Please convert every line of the records below into a JSON list of strings, with one string per line and blank lines left out.

- [Provided information]

---+---

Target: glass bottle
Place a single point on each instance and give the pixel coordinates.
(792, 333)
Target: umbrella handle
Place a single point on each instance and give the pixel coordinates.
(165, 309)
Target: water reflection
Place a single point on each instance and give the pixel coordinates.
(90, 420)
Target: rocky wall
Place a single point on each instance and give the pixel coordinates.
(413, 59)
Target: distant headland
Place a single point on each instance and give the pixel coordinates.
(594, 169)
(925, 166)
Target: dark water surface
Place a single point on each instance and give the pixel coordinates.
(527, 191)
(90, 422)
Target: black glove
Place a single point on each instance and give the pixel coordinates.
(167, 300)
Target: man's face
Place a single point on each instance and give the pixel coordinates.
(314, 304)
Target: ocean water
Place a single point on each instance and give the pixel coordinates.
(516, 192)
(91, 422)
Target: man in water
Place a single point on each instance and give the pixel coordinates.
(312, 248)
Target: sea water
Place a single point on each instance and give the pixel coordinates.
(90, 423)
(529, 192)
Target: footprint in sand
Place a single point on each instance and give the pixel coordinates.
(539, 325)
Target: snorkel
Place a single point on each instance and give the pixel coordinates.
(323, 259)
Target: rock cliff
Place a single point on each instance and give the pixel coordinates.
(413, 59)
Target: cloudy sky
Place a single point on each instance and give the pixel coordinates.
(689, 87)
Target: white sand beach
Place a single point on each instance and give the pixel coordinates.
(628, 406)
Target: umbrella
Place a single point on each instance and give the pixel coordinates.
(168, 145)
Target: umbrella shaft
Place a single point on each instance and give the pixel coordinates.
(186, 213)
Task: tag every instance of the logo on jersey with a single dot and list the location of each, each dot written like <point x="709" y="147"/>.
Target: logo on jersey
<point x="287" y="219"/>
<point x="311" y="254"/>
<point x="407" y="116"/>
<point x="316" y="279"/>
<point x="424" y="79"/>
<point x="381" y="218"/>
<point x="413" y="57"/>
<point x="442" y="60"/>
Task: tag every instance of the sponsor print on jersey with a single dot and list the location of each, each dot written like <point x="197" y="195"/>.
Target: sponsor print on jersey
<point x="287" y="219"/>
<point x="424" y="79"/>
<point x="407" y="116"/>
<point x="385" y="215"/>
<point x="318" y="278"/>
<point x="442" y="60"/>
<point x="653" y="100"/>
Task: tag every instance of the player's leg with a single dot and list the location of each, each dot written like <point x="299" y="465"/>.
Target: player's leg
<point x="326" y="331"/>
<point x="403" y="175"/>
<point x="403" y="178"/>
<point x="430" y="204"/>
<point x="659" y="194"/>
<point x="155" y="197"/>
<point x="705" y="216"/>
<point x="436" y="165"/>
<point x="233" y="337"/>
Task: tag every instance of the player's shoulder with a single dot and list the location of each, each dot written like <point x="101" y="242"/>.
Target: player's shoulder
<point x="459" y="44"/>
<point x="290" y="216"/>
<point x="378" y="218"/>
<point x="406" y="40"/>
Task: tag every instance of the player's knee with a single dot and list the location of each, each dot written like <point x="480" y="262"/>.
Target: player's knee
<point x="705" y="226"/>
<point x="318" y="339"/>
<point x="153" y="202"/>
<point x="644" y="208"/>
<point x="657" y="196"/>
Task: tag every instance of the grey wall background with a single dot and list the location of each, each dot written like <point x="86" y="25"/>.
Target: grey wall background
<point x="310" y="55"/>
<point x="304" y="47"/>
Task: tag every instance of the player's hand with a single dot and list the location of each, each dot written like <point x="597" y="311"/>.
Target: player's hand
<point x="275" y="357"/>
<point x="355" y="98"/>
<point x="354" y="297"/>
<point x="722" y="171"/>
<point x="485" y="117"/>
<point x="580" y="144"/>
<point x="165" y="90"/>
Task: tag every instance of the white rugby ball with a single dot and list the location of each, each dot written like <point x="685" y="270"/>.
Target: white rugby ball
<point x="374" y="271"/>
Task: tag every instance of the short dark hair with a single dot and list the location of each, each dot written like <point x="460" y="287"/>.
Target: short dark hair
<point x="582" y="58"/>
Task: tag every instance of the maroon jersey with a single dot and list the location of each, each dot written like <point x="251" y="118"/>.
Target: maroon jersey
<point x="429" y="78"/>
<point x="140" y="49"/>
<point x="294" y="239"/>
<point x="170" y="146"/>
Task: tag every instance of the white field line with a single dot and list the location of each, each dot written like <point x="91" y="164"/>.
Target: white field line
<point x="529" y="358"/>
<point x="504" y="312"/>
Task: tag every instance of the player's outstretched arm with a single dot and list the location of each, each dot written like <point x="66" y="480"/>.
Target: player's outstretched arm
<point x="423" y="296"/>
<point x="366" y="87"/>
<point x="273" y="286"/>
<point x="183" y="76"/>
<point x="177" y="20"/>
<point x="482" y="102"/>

---+---

- [Answer to the exercise]
[
  "Target: glass bottle",
  "Place a single point on each instance and give the pixel coordinates.",
  "(792, 333)",
  "Target: umbrella handle",
  "Place a single point on each instance and give the pixel coordinates.",
  "(165, 309)",
  "Target: water reflection",
  "Place a single point on each instance and give the pixel coordinates.",
  "(90, 420)",
  "Target: rocky wall",
  "Place a single point on each instance and give the pixel coordinates.",
  "(413, 59)",
  "Target: distant headland",
  "Place a single point on each instance and give the pixel coordinates.",
  "(594, 169)",
  "(925, 166)",
  "Target: dark water surface",
  "Place a single point on each instance and give the pixel coordinates.",
  "(527, 191)",
  "(90, 422)",
  "Target: black glove",
  "Place a single point on each instance and give the pixel coordinates.",
  "(167, 300)",
  "Target: man's face",
  "Place a single point on each instance and give the pixel coordinates.",
  "(314, 304)",
  "Target: ocean water",
  "Place a single point on each instance and give the pixel coordinates.",
  "(516, 192)",
  "(91, 422)",
  "Target: man in water",
  "Place a single point on each instance and give the pixel coordinates.",
  "(312, 248)",
  "Target: sea water",
  "Place a single point on each instance and give the pixel coordinates.",
  "(90, 423)",
  "(529, 192)",
  "Target: footprint in sand",
  "Place a single point on each instance and give the pixel coordinates.",
  "(539, 325)",
  "Target: snorkel",
  "Place a single point on each instance and give the pixel coordinates.",
  "(323, 259)",
  "Target: rock cliff",
  "Place a single point on each instance and give the pixel coordinates.",
  "(413, 59)",
  "Target: cloudy sky",
  "Place a single point on each instance and give the pixel coordinates.",
  "(689, 87)",
  "Target: white sand beach",
  "Place a single point on each instance and give the pixel coordinates.",
  "(628, 406)",
  "Target: umbrella",
  "Place a single point on each instance and give the pixel coordinates.",
  "(168, 145)",
  "Target: umbrella shaft",
  "Place a single point on each instance and give the pixel coordinates.",
  "(186, 213)",
  "Task: tag every instance of the logo on jersey with a single dot and list the location of each, each dot written like <point x=\"709\" y=\"147\"/>.",
  "Target: logo on jersey",
  "<point x=\"287\" y=\"219\"/>",
  "<point x=\"311\" y=\"254\"/>",
  "<point x=\"407\" y=\"116\"/>",
  "<point x=\"316\" y=\"279\"/>",
  "<point x=\"424\" y=\"79\"/>",
  "<point x=\"381\" y=\"218\"/>",
  "<point x=\"413\" y=\"57\"/>",
  "<point x=\"442\" y=\"60\"/>",
  "Task: tag every instance of the sponsor print on jersey with a single dot and list the location of each, each dot written like <point x=\"197\" y=\"195\"/>.",
  "Target: sponsor print on jersey",
  "<point x=\"287\" y=\"219\"/>",
  "<point x=\"424\" y=\"79\"/>",
  "<point x=\"407\" y=\"116\"/>",
  "<point x=\"385\" y=\"215\"/>",
  "<point x=\"318\" y=\"278\"/>",
  "<point x=\"442\" y=\"60\"/>",
  "<point x=\"653\" y=\"100\"/>",
  "Task: tag every instance of the player's leg with a single dot and list the location of each, each dot written like <point x=\"299\" y=\"465\"/>.",
  "Target: player's leg",
  "<point x=\"326\" y=\"331\"/>",
  "<point x=\"403\" y=\"175\"/>",
  "<point x=\"403\" y=\"178\"/>",
  "<point x=\"430\" y=\"204\"/>",
  "<point x=\"659\" y=\"194\"/>",
  "<point x=\"155\" y=\"197\"/>",
  "<point x=\"705\" y=\"216\"/>",
  "<point x=\"436\" y=\"165\"/>",
  "<point x=\"233\" y=\"337\"/>",
  "Task: tag every instance of the player's shoulder with a single dot and list the location of each, each dot written like <point x=\"101\" y=\"242\"/>.",
  "Target: player's shoulder",
  "<point x=\"459\" y=\"44\"/>",
  "<point x=\"290\" y=\"216\"/>",
  "<point x=\"378\" y=\"218\"/>",
  "<point x=\"406\" y=\"40\"/>",
  "Task: tag every instance of the player's knee with a single dot and list the location of each, each dot written like <point x=\"480\" y=\"262\"/>.",
  "Target: player's knee",
  "<point x=\"705\" y=\"226\"/>",
  "<point x=\"318\" y=\"339\"/>",
  "<point x=\"153\" y=\"202\"/>",
  "<point x=\"644\" y=\"208\"/>",
  "<point x=\"657\" y=\"196\"/>",
  "Task: tag every instance of the grey wall background with a single dot and list the location of each, each dot written like <point x=\"86\" y=\"25\"/>.",
  "Target: grey wall background",
  "<point x=\"310\" y=\"55\"/>",
  "<point x=\"304\" y=\"47\"/>",
  "Task: tag every instance of the player's hand with a single dot and list the location of each, each dot written like <point x=\"597\" y=\"311\"/>.",
  "Target: player's hand",
  "<point x=\"275\" y=\"357\"/>",
  "<point x=\"355\" y=\"98\"/>",
  "<point x=\"354\" y=\"297\"/>",
  "<point x=\"722\" y=\"171\"/>",
  "<point x=\"485\" y=\"117\"/>",
  "<point x=\"580\" y=\"144\"/>",
  "<point x=\"165\" y=\"90\"/>",
  "Task: tag every instance of the white rugby ball with a single dot and list the location of each, each dot written like <point x=\"685\" y=\"270\"/>.",
  "Target: white rugby ball",
  "<point x=\"374\" y=\"271\"/>",
  "Task: tag every instance of the short dark hair with a single dot and list the location of each, each dot written like <point x=\"460\" y=\"287\"/>.",
  "Target: short dark hair",
  "<point x=\"582\" y=\"58\"/>",
  "Task: tag every instance of the maroon jersey with a single dot and list the location of each, each dot written like <point x=\"251\" y=\"118\"/>.",
  "Target: maroon jersey",
  "<point x=\"429\" y=\"78\"/>",
  "<point x=\"140\" y=\"49\"/>",
  "<point x=\"294\" y=\"239\"/>",
  "<point x=\"170\" y=\"146\"/>",
  "Task: tag every instance of the white field line with a single dot and list the location of each, each dot written like <point x=\"91\" y=\"164\"/>.",
  "Target: white field line",
  "<point x=\"529\" y=\"358\"/>",
  "<point x=\"504\" y=\"312\"/>",
  "Task: tag every instance of the player's outstretched arm with a single dot and list the location of each, each dot written like <point x=\"66\" y=\"480\"/>.",
  "Target: player's outstretched arm",
  "<point x=\"423\" y=\"296\"/>",
  "<point x=\"366\" y=\"87\"/>",
  "<point x=\"273\" y=\"286\"/>",
  "<point x=\"183\" y=\"76\"/>",
  "<point x=\"177\" y=\"20\"/>",
  "<point x=\"482\" y=\"102\"/>"
]